[Your assignment] Only the lines from the one containing "roof edge and record integer pixel coordinates." through the end of the entries should be repeated, exactly as they appear, first and last included.

Records from a dataset:
★ ★ ★

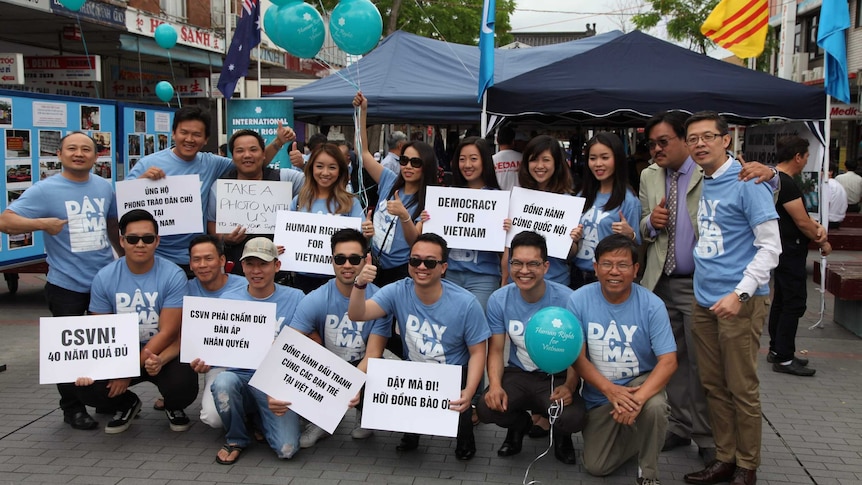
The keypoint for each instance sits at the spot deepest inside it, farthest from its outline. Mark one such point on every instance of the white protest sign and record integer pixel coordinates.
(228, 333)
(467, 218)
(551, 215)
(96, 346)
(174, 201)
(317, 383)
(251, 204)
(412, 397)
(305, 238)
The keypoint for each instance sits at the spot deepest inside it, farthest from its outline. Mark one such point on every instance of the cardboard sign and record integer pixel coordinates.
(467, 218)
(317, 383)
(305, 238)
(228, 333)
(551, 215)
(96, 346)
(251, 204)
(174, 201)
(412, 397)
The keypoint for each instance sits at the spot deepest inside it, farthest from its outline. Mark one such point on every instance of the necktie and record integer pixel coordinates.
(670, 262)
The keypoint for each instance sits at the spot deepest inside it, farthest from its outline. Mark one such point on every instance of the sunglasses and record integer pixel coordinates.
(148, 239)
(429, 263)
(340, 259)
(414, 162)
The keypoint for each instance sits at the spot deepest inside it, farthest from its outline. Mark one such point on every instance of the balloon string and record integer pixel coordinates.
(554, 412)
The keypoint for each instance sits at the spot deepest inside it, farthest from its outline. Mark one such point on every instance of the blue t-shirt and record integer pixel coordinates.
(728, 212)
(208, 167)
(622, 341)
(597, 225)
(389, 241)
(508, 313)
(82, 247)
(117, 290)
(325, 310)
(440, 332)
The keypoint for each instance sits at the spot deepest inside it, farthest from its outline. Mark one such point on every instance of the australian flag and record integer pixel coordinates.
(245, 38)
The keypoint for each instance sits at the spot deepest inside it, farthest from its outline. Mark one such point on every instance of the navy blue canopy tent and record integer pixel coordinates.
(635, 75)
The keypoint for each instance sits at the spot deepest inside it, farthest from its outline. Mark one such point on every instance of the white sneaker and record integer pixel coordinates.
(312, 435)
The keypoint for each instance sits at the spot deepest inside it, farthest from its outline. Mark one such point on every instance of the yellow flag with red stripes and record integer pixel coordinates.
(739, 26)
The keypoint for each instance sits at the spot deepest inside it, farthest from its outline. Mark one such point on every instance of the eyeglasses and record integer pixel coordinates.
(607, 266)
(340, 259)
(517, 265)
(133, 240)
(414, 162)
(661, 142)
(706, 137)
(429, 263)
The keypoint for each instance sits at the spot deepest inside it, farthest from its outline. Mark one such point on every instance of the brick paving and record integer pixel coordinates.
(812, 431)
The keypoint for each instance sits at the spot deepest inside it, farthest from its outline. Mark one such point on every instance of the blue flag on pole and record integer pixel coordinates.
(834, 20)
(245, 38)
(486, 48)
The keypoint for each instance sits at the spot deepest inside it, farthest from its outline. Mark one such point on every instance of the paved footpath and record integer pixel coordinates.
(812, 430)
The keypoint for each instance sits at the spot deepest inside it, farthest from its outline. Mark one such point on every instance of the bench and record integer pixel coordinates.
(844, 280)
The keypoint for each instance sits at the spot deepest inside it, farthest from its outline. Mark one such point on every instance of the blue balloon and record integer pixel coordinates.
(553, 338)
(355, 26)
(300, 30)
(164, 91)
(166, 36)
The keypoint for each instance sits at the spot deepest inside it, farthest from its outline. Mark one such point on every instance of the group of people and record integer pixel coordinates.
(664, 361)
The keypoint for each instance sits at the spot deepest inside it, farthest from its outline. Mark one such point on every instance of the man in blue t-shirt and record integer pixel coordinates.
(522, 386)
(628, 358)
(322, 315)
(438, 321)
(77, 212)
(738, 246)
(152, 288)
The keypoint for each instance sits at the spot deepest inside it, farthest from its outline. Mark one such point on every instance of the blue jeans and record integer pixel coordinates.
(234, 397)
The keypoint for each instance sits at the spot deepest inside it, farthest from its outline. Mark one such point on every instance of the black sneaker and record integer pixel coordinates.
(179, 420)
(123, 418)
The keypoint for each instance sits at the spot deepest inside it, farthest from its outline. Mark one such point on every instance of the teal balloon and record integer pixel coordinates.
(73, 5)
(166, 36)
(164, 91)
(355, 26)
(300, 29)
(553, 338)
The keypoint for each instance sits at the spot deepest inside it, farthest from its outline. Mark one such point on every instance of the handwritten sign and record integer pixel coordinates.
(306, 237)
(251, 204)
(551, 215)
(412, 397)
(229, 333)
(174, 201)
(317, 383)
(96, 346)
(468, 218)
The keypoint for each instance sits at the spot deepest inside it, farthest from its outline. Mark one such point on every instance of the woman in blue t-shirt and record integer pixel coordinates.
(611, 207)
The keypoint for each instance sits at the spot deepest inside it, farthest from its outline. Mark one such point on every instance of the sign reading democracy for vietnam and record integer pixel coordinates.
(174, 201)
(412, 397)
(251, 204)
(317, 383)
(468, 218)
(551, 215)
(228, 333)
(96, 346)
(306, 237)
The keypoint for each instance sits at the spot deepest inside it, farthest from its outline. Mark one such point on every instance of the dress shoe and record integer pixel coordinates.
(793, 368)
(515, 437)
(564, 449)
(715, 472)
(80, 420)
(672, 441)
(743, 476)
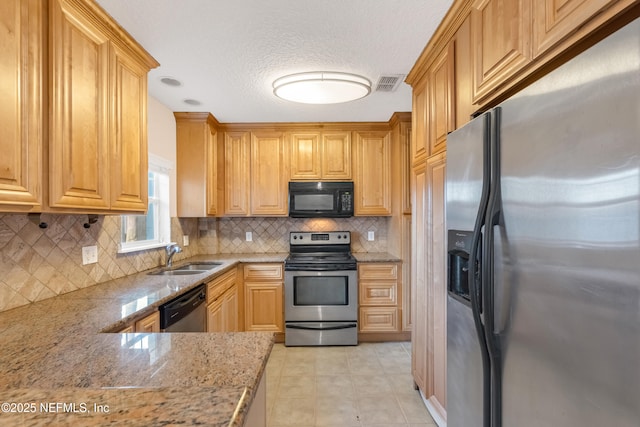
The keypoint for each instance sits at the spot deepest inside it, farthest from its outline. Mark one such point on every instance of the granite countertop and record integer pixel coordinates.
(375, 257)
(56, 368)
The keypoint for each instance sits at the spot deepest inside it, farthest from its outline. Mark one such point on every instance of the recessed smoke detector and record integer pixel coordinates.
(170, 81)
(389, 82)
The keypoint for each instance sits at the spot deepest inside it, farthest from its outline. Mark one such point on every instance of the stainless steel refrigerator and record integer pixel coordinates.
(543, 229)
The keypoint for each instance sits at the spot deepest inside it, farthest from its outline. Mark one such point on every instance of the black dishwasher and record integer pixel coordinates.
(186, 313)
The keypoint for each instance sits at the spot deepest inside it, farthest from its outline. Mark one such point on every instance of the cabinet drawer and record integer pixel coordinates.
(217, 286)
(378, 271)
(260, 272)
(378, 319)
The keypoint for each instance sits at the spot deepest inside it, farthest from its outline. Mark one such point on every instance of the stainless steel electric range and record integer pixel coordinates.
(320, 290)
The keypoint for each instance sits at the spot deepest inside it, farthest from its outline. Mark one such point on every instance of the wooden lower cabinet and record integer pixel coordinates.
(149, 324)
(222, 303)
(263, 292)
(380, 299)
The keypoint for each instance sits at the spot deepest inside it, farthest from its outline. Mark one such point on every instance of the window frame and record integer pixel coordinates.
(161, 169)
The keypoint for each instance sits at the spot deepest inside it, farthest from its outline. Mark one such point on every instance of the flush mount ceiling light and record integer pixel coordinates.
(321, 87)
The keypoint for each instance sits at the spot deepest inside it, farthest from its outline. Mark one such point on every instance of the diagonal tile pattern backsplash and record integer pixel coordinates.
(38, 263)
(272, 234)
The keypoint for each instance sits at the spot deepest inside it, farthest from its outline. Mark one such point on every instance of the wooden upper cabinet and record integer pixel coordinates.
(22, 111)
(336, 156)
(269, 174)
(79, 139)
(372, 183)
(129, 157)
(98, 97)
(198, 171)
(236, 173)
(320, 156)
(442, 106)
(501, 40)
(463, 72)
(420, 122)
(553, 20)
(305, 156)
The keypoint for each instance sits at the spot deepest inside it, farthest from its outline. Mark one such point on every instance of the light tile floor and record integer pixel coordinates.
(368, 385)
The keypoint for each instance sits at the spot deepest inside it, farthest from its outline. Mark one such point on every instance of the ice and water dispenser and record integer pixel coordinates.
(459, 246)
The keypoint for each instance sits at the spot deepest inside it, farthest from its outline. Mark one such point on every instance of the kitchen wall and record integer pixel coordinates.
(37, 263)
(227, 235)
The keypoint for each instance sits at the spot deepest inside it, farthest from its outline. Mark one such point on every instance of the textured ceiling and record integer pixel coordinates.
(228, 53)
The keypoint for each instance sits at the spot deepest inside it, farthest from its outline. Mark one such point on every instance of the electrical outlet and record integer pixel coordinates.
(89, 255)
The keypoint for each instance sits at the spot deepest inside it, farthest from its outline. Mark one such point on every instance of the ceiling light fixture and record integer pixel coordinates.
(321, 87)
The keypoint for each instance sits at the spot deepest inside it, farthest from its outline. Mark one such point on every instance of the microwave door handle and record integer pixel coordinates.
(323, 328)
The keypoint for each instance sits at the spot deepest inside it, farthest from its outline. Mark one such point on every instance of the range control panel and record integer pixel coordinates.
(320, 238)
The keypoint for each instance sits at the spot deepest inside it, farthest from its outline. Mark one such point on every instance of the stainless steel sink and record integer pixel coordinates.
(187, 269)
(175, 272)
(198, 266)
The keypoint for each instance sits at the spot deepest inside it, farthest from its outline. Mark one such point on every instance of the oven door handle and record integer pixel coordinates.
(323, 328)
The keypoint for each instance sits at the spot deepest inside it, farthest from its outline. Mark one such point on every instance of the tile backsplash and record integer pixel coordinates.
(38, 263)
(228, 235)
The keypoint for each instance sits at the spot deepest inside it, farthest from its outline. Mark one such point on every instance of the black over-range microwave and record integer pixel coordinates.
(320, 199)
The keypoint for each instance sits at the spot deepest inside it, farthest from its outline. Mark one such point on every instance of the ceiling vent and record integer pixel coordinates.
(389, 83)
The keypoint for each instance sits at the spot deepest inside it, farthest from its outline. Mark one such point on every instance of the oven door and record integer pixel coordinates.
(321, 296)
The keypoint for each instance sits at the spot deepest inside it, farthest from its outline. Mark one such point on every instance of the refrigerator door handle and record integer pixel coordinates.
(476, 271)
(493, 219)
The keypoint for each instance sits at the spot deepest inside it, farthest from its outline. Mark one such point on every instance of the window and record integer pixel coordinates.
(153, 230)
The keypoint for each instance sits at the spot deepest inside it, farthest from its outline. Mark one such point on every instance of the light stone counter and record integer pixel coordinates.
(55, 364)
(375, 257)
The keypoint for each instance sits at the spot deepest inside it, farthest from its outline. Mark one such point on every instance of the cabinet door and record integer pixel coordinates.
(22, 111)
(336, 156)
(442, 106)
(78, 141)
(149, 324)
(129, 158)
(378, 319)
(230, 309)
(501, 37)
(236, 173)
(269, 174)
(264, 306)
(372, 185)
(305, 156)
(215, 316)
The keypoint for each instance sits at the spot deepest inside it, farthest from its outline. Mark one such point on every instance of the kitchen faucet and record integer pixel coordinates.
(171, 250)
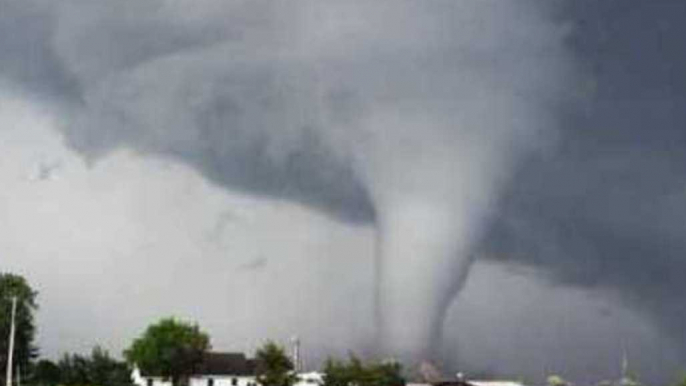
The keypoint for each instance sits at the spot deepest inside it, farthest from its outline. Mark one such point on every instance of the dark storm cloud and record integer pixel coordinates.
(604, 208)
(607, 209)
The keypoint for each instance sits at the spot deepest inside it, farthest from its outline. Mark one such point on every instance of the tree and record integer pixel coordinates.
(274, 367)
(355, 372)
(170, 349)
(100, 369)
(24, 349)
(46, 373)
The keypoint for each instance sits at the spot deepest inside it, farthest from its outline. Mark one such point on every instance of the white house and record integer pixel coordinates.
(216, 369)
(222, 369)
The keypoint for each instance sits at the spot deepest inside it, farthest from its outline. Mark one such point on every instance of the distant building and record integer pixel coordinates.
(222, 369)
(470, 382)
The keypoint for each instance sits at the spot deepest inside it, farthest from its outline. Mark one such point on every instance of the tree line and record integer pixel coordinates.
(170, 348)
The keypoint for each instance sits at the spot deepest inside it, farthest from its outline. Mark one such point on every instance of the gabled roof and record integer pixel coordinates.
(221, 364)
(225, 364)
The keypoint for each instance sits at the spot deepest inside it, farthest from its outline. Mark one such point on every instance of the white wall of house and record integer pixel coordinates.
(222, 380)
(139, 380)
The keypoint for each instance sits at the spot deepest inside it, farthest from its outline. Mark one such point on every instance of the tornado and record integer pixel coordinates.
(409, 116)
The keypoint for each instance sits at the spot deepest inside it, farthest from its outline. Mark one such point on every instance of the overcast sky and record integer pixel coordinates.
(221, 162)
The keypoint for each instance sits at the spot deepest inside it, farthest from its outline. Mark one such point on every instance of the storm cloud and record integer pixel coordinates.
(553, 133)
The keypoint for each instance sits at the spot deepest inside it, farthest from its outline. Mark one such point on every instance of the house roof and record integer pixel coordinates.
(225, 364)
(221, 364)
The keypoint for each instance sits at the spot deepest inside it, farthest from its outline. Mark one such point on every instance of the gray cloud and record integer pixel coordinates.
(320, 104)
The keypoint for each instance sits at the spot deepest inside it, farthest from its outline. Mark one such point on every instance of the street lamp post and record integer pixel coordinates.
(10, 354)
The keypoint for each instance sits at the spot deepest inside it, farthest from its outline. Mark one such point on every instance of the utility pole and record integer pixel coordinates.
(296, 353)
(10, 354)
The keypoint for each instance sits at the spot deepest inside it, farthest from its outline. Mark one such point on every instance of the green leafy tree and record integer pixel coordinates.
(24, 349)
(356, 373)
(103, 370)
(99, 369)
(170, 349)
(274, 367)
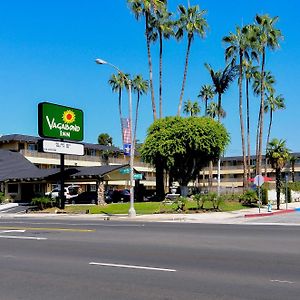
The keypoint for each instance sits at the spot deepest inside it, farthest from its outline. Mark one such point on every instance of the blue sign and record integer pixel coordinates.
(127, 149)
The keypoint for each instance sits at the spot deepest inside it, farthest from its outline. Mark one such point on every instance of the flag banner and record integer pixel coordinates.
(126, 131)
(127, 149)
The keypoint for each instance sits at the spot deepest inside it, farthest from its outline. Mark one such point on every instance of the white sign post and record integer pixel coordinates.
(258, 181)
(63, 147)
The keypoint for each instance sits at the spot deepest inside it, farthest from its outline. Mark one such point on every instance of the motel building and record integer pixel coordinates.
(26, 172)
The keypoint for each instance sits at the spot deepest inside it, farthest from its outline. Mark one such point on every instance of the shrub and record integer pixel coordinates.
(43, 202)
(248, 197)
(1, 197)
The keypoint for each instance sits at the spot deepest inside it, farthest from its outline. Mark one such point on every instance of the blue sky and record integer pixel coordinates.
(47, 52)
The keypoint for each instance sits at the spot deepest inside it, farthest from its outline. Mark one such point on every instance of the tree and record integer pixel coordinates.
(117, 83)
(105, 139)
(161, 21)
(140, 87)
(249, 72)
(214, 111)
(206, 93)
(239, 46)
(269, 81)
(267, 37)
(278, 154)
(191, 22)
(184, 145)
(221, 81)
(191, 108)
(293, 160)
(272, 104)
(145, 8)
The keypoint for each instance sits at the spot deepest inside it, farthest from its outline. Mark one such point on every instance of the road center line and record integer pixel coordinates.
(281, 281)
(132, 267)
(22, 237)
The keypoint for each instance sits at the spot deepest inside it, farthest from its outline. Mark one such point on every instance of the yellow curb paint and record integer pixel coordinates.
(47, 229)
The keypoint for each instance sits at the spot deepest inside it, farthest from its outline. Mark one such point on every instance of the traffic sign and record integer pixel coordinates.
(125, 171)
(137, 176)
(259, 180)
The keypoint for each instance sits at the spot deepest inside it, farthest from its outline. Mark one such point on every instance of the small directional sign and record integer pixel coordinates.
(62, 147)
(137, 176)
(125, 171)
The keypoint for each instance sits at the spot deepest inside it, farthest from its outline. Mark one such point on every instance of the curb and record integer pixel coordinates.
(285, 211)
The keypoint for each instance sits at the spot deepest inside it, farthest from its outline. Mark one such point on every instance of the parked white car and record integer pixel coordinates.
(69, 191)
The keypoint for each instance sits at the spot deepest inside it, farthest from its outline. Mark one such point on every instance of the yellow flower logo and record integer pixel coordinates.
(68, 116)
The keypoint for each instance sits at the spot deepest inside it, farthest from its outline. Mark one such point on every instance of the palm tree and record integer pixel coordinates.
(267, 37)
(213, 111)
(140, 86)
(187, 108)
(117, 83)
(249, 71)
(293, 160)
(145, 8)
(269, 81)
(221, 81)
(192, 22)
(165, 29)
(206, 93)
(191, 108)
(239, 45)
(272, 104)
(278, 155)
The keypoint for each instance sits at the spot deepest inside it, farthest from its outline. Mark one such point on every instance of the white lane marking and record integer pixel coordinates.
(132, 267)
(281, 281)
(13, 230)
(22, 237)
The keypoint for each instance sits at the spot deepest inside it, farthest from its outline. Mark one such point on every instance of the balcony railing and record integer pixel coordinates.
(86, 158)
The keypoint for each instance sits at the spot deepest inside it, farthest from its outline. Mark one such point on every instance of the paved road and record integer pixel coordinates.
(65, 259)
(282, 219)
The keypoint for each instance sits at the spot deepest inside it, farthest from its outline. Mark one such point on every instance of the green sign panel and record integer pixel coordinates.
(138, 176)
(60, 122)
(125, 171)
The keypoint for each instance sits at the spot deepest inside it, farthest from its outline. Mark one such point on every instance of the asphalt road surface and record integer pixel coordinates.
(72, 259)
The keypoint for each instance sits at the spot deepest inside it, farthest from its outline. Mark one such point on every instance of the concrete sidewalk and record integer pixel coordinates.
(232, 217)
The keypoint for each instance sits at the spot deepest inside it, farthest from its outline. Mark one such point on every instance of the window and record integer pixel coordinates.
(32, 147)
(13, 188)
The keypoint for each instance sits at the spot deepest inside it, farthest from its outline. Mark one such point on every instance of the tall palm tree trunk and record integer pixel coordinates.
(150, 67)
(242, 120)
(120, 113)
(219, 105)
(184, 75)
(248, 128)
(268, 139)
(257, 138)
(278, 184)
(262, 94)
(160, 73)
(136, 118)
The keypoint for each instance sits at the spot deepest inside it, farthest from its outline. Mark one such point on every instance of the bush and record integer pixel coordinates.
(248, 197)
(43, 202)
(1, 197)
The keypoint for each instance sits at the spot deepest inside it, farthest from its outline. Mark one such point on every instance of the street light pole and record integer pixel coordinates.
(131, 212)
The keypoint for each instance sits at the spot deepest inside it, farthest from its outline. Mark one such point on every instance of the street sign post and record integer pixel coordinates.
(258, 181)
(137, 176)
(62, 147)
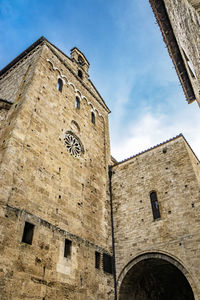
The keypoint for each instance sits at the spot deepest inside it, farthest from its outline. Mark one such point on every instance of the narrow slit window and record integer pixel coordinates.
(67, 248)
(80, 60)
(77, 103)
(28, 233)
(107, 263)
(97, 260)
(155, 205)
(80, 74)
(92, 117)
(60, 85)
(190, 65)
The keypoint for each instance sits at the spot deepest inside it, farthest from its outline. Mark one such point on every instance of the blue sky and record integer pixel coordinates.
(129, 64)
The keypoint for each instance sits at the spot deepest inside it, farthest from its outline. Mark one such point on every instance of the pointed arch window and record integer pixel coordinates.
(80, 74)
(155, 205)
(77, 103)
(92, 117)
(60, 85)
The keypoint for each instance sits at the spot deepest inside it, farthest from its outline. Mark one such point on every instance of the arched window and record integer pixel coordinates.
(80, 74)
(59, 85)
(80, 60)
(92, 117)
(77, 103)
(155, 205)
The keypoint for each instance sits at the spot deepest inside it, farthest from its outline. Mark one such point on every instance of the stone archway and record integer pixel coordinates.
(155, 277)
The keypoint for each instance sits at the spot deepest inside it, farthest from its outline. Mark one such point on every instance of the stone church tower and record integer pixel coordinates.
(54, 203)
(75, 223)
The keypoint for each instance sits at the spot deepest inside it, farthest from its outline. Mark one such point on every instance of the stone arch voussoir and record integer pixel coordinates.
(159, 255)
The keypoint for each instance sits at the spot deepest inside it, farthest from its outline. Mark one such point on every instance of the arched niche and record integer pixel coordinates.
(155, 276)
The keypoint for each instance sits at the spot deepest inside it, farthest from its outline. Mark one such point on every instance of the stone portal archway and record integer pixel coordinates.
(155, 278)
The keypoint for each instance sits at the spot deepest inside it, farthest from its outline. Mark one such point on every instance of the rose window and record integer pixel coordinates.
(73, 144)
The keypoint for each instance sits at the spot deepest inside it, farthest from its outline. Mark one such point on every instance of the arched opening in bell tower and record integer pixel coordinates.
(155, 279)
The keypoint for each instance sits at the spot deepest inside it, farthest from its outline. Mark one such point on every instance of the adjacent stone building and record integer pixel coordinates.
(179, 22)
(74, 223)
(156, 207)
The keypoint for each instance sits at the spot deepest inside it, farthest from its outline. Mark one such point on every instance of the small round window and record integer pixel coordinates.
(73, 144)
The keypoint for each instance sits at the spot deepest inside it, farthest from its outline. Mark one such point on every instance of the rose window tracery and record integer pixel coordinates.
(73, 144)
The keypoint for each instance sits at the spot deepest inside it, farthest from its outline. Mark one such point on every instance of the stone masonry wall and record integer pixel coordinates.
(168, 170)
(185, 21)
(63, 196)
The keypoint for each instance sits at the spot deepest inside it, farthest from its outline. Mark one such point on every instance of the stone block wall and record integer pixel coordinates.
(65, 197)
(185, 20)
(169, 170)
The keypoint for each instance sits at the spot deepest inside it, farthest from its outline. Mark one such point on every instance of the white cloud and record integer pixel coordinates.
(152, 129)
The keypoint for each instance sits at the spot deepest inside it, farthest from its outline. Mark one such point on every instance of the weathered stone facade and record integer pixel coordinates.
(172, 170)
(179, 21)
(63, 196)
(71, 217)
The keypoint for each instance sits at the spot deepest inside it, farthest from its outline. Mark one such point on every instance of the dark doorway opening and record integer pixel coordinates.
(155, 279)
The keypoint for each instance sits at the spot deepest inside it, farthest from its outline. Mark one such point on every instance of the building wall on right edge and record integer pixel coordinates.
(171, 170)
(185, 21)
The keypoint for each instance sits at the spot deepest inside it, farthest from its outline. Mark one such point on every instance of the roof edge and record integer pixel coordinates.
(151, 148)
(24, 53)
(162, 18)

★ ★ ★

[Exercise output]
The keypoint for each instance sits at the spot deepest inside it, farthest from its outline. Mark one such point on every instance of the roof edge and record integer pixel coordinates.
(151, 148)
(24, 53)
(162, 18)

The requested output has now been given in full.